▸ Aim
Copy the following lines word for word, omitting the pictures from your copy.

▸ Dataset
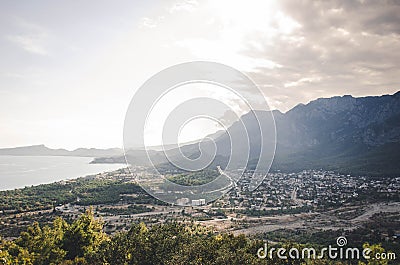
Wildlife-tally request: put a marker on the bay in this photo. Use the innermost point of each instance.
(21, 171)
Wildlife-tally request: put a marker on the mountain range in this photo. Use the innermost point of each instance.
(349, 135)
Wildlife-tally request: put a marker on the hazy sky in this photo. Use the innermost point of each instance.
(68, 69)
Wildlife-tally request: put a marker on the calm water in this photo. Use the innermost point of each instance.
(21, 171)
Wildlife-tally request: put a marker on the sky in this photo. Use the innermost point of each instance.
(69, 69)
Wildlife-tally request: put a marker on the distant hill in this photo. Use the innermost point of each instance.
(351, 135)
(42, 150)
(347, 134)
(358, 136)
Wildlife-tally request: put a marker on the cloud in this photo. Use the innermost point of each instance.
(31, 44)
(339, 47)
(32, 39)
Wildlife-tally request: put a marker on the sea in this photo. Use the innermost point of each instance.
(23, 171)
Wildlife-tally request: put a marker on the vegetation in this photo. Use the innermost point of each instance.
(82, 191)
(195, 178)
(84, 242)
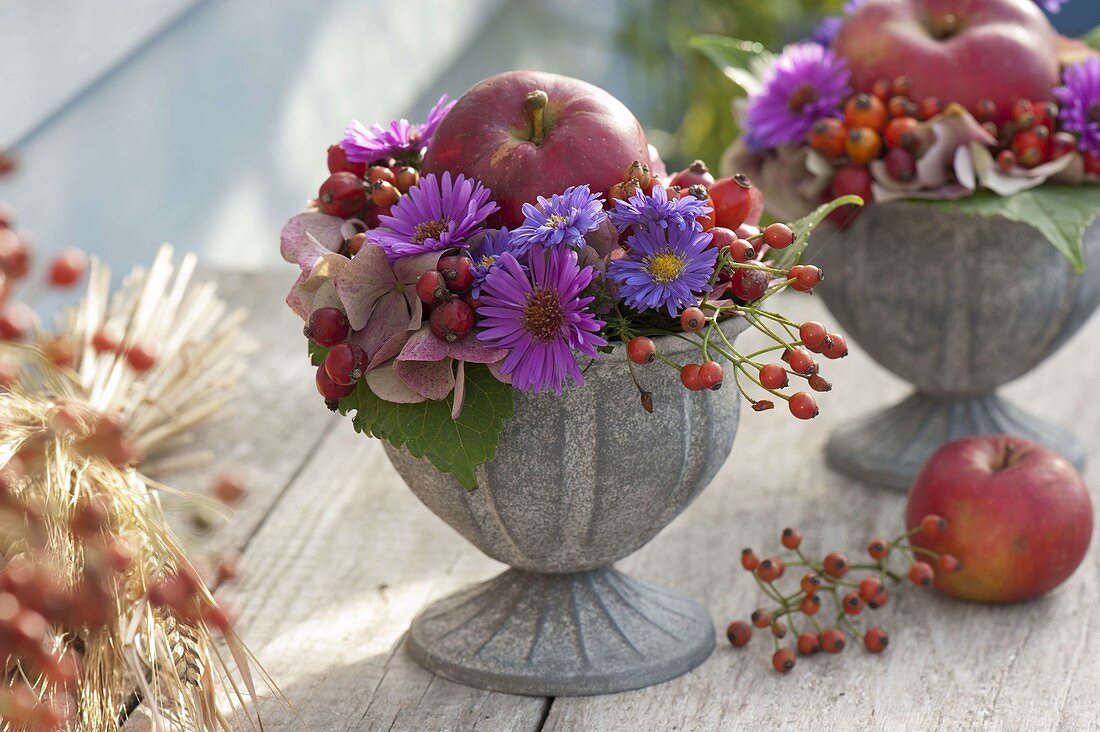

▸ Complete answer
Wildlife-tally request: put a marker on the bay in this photo. Use the innermost point of each instance.
(21, 171)
Wildlife-tally request: put a marker on the mountain range in this photo. Use the innermost point of each instance.
(349, 135)
Wildlife-tally request: put a marker on the hazy sky in this photo. Use the innermost point of each instance.
(68, 69)
Wildlife-tally request: put a marker on the calm water in this photo. Use the innermost point of each instance.
(21, 171)
Wildlife-tally request: put a marker on the sky in this photo. Use the innermost point of each instance.
(69, 69)
Wildlife-tally request: put a marker on the distant hill in this photo. Use the innermost point of each instance.
(351, 135)
(42, 150)
(347, 134)
(358, 136)
Wildlife-tally request: put a marker on the cloud in this photo. Use the innermost point of each instance.
(31, 44)
(339, 47)
(32, 39)
Wildlife-tally request: put a marker on the sea in this photo. Use the innermost point of each instance.
(23, 171)
Wildlife-tally request: put a marker on the vegetation in this photo. Use the innermost point of each instance.
(82, 191)
(195, 178)
(84, 242)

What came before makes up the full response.